PAGE TEXT =>
╔══

The first feast for Aboriginal people was held by Governor Gawler in October 1838 and three ‘chiefs’ were present: ‘King Rodney’ from the Aldinga area, ‘Captain Jack’ from the north and ‘King John’ from the Willunga-Myponga area. Missionaries Schurmann and Teichelmann recorded Kaurna language, law and customs and Protector of Aborigines, Matthew Moorhouse, determined while talking to the ‘chiefs’, that territorial rights followed the male line.
Tom explained how it came to pass that Aboriginal people from the south were believed to be called Kaurna. Norman Tindale, ethnographer at the SA Museum, did fieldwork and research from the 1920s to 1940s which led to a map of Australian tribal boundaries being published in 1974. His map showed Kaurna country extending from Cape Jervis to Crystal Brook, based on information he obtained from interviews with Ivaritji, daughter of ‘King Rodney’ and Clarence Long (Milerum) in the 1920s and 1930s. Tindale believed the correct name for the Adelaide tribe was Kaurna, but that name was only recorded once in the historical sources, where it was used to refer to ‘Encounter Bay Bob’s tribe’. The term ‘Kaurna’ may be derived from the Ngarrindjeri term korna, the word used by that group for ‘man’ or ‘people’.

╚══

THE INPUT =>

╔══

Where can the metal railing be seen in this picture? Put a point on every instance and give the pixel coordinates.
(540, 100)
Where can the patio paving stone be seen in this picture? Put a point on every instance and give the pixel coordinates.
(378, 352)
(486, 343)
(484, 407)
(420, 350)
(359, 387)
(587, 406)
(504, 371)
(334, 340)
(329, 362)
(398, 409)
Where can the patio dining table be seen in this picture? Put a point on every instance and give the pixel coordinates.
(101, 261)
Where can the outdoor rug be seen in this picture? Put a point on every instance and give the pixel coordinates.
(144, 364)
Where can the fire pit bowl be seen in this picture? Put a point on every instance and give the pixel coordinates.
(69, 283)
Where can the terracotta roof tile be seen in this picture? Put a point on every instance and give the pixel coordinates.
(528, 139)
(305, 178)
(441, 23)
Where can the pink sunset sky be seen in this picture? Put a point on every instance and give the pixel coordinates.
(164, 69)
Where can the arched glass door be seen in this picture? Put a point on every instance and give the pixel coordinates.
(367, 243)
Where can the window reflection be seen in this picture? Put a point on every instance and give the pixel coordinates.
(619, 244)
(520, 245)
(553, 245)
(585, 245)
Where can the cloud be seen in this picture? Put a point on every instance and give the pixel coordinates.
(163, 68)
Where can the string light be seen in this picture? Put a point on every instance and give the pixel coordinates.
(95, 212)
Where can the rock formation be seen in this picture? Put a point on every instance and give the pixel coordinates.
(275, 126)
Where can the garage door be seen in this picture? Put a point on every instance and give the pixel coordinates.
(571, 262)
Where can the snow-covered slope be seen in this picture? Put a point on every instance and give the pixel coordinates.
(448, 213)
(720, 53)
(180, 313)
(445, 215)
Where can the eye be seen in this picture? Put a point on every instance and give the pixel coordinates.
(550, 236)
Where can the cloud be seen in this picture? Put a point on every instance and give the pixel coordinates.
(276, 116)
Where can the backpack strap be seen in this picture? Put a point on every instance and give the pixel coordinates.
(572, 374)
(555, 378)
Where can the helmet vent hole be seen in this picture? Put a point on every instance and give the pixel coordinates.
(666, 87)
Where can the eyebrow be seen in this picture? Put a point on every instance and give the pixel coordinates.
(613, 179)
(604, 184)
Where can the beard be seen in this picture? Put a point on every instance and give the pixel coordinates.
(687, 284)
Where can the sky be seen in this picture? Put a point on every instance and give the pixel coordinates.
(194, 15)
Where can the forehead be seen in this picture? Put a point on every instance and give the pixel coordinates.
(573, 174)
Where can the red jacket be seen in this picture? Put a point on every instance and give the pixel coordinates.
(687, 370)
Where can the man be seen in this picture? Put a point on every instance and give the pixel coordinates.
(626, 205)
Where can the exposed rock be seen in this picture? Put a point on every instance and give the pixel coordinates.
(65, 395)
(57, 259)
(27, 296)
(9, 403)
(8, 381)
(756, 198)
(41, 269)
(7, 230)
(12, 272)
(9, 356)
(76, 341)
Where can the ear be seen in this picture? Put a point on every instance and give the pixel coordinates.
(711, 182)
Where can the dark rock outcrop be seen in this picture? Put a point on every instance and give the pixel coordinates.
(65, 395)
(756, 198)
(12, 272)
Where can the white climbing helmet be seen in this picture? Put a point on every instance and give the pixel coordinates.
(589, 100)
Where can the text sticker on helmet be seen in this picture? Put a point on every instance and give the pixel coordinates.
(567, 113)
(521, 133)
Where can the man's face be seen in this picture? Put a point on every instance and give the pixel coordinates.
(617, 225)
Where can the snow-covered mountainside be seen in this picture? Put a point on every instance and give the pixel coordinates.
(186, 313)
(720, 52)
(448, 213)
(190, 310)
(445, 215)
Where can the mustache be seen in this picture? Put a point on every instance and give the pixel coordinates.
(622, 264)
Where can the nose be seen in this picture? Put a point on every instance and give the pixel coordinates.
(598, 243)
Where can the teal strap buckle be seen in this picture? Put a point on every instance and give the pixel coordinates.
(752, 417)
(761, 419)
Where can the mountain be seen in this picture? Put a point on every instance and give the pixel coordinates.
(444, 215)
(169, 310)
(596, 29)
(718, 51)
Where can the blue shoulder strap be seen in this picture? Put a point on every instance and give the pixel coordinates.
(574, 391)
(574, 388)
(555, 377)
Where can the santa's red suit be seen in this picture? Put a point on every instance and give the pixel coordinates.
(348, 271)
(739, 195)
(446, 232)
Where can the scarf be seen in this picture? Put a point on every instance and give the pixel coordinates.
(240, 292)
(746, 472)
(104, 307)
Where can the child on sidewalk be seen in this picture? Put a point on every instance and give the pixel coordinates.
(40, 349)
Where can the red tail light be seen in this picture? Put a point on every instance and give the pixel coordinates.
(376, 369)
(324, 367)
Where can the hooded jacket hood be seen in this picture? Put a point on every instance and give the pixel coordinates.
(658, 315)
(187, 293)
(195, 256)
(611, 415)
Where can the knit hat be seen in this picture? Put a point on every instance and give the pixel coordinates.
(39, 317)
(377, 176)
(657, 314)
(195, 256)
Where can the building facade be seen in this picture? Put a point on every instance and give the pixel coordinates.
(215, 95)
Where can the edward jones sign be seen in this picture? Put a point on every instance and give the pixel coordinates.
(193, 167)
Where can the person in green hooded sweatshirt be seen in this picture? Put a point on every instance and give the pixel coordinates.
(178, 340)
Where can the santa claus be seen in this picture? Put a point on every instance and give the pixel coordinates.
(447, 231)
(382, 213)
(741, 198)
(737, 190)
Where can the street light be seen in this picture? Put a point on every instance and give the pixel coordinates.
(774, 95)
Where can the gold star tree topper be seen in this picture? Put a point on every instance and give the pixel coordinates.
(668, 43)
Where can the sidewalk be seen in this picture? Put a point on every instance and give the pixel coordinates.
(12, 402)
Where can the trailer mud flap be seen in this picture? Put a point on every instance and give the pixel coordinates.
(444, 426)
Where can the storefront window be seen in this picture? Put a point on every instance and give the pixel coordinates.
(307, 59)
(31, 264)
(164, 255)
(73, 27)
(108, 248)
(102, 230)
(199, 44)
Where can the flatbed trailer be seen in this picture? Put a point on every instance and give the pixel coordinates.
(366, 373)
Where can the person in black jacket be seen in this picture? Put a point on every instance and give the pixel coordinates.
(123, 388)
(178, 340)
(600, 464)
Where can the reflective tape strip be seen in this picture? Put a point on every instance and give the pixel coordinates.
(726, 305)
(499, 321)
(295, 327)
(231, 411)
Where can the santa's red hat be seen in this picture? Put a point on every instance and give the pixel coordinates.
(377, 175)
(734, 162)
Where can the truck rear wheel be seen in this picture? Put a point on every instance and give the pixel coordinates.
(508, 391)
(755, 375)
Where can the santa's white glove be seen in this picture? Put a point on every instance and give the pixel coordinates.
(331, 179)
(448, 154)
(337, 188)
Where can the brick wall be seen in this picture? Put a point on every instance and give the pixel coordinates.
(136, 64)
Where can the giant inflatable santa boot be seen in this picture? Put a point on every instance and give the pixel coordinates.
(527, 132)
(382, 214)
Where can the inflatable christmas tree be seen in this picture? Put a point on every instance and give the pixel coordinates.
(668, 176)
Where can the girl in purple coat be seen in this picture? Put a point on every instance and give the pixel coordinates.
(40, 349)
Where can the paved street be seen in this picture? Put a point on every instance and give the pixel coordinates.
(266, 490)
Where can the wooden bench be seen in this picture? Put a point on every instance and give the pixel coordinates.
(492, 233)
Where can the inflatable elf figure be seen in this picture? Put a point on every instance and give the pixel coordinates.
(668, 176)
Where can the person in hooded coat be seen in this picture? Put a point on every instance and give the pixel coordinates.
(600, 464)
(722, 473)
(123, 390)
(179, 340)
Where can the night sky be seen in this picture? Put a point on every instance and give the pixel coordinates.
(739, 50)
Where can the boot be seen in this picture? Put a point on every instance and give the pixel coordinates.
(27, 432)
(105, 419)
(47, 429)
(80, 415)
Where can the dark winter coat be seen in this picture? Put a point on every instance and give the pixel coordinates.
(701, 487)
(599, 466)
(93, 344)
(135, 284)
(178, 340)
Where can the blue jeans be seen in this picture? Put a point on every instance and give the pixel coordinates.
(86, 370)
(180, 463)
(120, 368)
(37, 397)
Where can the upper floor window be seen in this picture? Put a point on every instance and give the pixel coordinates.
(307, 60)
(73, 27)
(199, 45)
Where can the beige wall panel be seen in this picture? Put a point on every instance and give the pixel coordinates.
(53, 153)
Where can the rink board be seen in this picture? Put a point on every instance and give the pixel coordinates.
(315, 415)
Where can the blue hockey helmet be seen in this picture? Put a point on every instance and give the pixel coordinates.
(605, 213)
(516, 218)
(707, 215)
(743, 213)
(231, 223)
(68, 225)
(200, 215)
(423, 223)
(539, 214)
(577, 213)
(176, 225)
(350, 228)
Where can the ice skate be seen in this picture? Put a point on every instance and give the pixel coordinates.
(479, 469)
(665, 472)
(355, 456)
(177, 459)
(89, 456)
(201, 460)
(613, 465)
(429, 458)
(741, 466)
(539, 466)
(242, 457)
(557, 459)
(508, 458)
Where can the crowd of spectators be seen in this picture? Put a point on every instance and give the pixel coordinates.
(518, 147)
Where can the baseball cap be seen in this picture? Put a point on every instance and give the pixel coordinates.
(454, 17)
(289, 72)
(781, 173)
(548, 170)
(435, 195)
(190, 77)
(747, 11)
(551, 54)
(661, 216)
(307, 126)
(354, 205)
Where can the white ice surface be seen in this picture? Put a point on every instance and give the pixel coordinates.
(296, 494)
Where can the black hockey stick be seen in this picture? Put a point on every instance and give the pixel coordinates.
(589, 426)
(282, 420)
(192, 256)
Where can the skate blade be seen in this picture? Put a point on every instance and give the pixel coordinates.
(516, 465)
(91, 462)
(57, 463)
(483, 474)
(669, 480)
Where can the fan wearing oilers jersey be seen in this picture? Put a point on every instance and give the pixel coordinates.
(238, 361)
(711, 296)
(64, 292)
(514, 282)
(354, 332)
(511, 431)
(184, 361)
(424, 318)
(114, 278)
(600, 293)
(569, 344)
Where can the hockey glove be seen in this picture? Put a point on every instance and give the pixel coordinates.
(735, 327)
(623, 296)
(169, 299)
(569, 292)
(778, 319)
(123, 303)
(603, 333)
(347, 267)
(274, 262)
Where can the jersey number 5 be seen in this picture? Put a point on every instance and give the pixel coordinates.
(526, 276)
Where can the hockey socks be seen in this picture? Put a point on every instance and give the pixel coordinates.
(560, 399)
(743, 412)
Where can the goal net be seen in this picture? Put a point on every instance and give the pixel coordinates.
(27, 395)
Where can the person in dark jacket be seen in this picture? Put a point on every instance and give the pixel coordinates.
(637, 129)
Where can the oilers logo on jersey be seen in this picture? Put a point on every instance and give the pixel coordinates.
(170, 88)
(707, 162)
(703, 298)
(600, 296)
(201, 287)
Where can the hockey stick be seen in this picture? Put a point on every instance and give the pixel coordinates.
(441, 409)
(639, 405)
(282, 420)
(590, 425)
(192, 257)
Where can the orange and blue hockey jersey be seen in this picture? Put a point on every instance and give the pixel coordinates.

╚══

EXERCISE INSTRUCTIONS =>
**1)** Return each line of the records that contains the word "wall".
**2)** Continue the text on how the Kaurna people came by their name, starting after its last sentence.

ANSWERS FOR THE TASKS =>
**1)**
Where can the brick wall be seen in this picture? Put a point on every instance and give the pixel coordinates.
Where can the beige wall panel be seen in this picture? Put a point on every instance and give the pixel coordinates.

**2)**
In the 1940s, anthropologists R. & C. Berndt interviewed Ngarrindjeri people at Murray Bridge and they gave different versions of boundaries and languages.
Tom gave examples from journals of Yankalilla district settlers, Henry Kemmis and G.P. Wilkinson, of Aboriginal people visiting or living in the district. They came for paid work, for fishing and hunting, and to fend off destitution by staging corroborees and boomerang exhibitions. The Solomons of Stock Yards and the Tripps from Encounter Bay are examples of Aboriginal people who survived during this time.